"Daytripping Ballardland" by Saul Franks

Daytripping Ballardland

By Saul Franks

Fictional associations transmute the mundane into the meaningful, fostering a search for significance in the minutest things. Probably one just can't help finding what one’s looking for, particularly when what one’s looking for are traces of the uncanny vision of a departed Surrealist psychopomp and shaman of the Surrey suburbs.

It was the first Sunday in July. We hopped on the Tube, changed at Vauxhall, and rode the Southwest line all the way down to its terminus at Shepperton. We’d come to see the house of J.G. Ballard, a writer who’d obsessed me for the best part of a decade, the late genius on whose novels I’d written my PhD.

The first surprise was proximity; Ballard’s road is a literal stone’s throw from the station, a long residential avenue just off Station Approach. No time for psychic preparation; a few moments’ walk, a change of direction, and we were imminently approaching the house I'd read about so often it’d infiltrated my dreams, the home where Ballard moved in 1960 with his young family, where he raised his three children in the wake of his wife’s tragic death, and where he’d written almost every single one of the novels and stories over which I’d pored and obsessed for such hours, attempting to unravel the nature of his Faustian compact with Freud, his hijacking of psychoanalysis’ literary and speculative quasi-science as a toolkit for deconstructing the Twentieth Century. 

Old Charlton Road is notable for the variety of its domestic architecture; here charming redbrick cottages dating from the Edwardian era jostle with much later bungalows and faux-Tudor villas; there pebbledash and front-garden palms create a convivial mish-mash where teenagers cycle and middle-aged ladies walk amiable mutts. It was far less staid than I’d imagined, far less uniform in its suburbanity. This was a nice place, a place of Wildlife Associations and Catteries, comfortable, rather Home-Counties. Part of Ballard’s problem with it, presumably?

Here was the house itself. A dated, pyramidal semi, with shared central chimney; bow-windows, flaking-framed, above a hastily mown square of lawn. The door, with charmingly wonky numerals, its original (1950s?) latch and letterbox still intact. A plastic-canvas bag of refuse stood in the driveway. Was the house occupied? I knew from the Internet it had been on the market. There was no sign of life. I could see into the front room; a Michelin Man toy faced out towards the window, a piece of twentieth-century industrial tat quite Ballardian somehow, and a picture frame perched on the mantel, square shapes I associated with the Paolozzi in the background of one of Ballard’s best-known dust-jacket photos.

TASKS TO COMPLETE:
A: In the essay about visiting J.G. Ballard's house, in what year did Ballard move into that house?
B: Which kinds of houses does the Ballard's-house essay name on Old Charlton Road? List them all.
C: Resume the essay about visiting J.G. Ballard's house, picking up after its last sentence.

DATA EXTRACT:
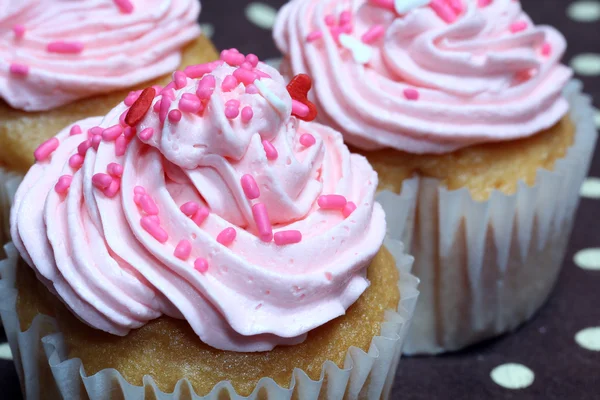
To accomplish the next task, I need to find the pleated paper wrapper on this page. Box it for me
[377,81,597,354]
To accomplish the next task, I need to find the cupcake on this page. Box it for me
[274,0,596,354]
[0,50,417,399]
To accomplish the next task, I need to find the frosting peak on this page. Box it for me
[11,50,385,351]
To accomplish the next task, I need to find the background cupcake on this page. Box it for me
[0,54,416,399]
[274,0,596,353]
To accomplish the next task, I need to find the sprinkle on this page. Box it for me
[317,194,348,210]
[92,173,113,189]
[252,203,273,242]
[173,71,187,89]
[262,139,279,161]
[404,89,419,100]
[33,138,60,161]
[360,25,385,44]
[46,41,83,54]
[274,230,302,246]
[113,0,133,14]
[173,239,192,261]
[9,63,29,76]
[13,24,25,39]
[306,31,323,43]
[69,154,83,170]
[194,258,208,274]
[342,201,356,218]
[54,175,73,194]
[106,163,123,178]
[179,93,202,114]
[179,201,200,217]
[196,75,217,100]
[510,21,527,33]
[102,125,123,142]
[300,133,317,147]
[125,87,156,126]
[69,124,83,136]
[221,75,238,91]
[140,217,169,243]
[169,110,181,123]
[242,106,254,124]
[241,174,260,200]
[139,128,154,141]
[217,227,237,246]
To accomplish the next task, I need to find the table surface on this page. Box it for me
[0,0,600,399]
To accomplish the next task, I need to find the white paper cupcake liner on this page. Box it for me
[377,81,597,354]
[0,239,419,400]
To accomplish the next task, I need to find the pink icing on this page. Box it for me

TASK RESPONSES:
A: 1960

B:
- Redbrick cottages from the Edwardian era
- Bungalows
- Faux-Tudor villas

C:
I ran away and stood on the opposite side of the road, not wanting to admit my role as posthumous stalker in this respectable, perhaps now notoriety-jaded suburb. The main thing you noticed about the house, true to a million newspaper and Internet articles, was how run-down it was; the greyed paintwork all flaking and pocked, the crumbling windowframes, faded curtains in the upstairs windows.

Ballard was famous for neglecting his house, but I hadn’t bargained for what a deliberate affront this seemed to the prim and cheery neatness of the rest of the street; the contrast with the other, much more freshly-painted half of the semi was strongly apparent.

The former Ballard front wall was entirely encased in a species of alien ivy, foliage subsuming its shape like some abhorrent cocoon-growth, from a B-movie, 1950s. The same green wave could be seen, down the side of the house, engulfing what was presumably a tree in the back garden, almost as if by this deliberate neglect (cultivation) Ballard sought to recreate the jungle cities of The Drowned World in miniature, deliberately discomfiting his suburban neighbours through this reminder of their precarious ecological niche.

By now I was in something of a state; ten thousand impulses associated with chronic hero-worship were rioting along my neurons, throwing me into a condition of mildly euphoric melancholia. My girlfriend got tired of guiltily snapping photos from the opposite pavement, and we adjourned to Ballard’s local, The Bell, further down the street, in the hope of toasting the great man with lunchtime whisky-and-sodas.

As it happened, there was no lunch to be had at The Bell; a genial, somewhat wideboyish extended family had booked it out for a christening celebration, and sandwiches were unavailable. The bar was abuzz with shiny suits and spray-tan, and as I fulfilled a basic requirement in the cubicle of the gents’ toilet I couldn’t help overhearing the fallout from a successful lads’ holiday in Ibiza being voided uncomfortably into an adjacent handbasin.

Ballard as all hell.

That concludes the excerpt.